--- CHECK YOUR UNDERSTANDING ---
1 - Please revise the passage on methodological challenges, reproducing it between "This study presented" and "of this study.", inclusive, with "press" changed to "media".
2 - Summarize the passage on methodological challenges in two sentences.

This study presented a number of methodological challenges. The expansive focus (e.g. in terms of the amount of content and the detailed categories to be analysed) raised concerns about its cross-national comparability and its ability to record and understand the rhetorical style, the narratives and counter-narratives of multiculturalism and ethnic relations in the UK and the framing and agenda setting functions of the press. These issues are discussed in detail in the Final Technical Report, while in the last section of this report we highlight a number of recommendations for the future development of this study.

--- MATERIAL SHOWN ---

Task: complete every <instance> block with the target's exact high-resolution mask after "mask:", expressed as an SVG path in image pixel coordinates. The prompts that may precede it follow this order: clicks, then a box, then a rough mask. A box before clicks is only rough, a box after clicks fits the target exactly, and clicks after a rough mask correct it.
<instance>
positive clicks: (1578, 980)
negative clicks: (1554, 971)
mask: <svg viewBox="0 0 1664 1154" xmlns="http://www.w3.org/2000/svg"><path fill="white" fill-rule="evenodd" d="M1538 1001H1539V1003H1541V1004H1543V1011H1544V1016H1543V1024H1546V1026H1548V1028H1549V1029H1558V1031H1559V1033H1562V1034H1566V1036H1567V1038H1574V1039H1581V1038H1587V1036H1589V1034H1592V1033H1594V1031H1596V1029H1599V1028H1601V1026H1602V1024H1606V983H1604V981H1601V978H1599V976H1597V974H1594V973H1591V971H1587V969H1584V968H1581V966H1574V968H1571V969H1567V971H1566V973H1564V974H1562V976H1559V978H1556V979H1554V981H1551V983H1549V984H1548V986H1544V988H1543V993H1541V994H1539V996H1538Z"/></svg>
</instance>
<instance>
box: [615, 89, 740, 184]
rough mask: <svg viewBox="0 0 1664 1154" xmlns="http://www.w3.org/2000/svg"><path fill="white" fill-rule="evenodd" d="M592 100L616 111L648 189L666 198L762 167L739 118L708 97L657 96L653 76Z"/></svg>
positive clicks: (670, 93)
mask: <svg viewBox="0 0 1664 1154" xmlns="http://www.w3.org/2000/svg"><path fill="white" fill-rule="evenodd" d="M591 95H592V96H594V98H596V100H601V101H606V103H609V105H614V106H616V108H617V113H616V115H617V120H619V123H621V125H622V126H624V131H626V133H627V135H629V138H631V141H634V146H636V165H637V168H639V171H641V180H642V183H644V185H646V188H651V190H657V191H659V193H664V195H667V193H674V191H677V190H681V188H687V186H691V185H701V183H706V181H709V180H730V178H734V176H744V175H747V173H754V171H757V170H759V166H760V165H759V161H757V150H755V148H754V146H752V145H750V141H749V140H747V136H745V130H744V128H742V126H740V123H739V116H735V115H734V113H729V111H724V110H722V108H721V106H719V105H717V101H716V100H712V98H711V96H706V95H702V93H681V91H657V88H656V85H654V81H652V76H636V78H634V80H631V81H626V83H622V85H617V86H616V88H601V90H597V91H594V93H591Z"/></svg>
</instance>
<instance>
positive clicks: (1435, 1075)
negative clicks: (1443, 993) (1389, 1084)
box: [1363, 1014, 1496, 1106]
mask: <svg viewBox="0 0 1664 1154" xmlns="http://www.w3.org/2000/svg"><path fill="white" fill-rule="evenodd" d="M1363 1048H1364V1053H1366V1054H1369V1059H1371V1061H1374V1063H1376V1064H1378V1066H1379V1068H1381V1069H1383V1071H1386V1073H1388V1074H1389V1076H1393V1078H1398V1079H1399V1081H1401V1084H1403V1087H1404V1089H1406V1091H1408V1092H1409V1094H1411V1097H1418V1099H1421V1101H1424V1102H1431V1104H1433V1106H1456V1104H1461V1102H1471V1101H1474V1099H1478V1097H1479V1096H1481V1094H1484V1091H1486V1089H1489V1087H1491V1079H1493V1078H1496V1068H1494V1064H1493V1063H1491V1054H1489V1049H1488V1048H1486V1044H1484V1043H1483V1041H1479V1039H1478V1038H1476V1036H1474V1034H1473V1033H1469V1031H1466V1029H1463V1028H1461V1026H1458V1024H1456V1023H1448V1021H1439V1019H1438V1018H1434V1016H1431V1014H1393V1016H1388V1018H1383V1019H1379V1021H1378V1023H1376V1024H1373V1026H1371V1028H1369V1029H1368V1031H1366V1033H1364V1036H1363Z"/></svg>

--- RESPONSES BY TASK ---
1 -
This study presented a number of methodological challenges. The expansive focus (e.g. in terms of the amount of content and the detailed categories to be analysed) raised concerns about its cross-national comparability and its ability to record and understand the rhetorical style, the narratives and counter-narratives of multiculturalism and ethnic relations in the UK and the framing and agenda setting functions of the media. These issues are discussed in detail in the Final Technical Report, while in the last section of this report we highlight a number of recommendations for the future development of this study.

2 - The study faced several methodological challenges because its broad focus raised concerns about cross-national comparability. It also raised doubts about capturing the rhetorical style, narratives and counter-narratives of multiculturalism and ethnic relations in the UK and the press's framing and agenda-setting functions, issues that the Final Technical Report discusses in detail, while the last section of this report gives recommendations for the study's future development.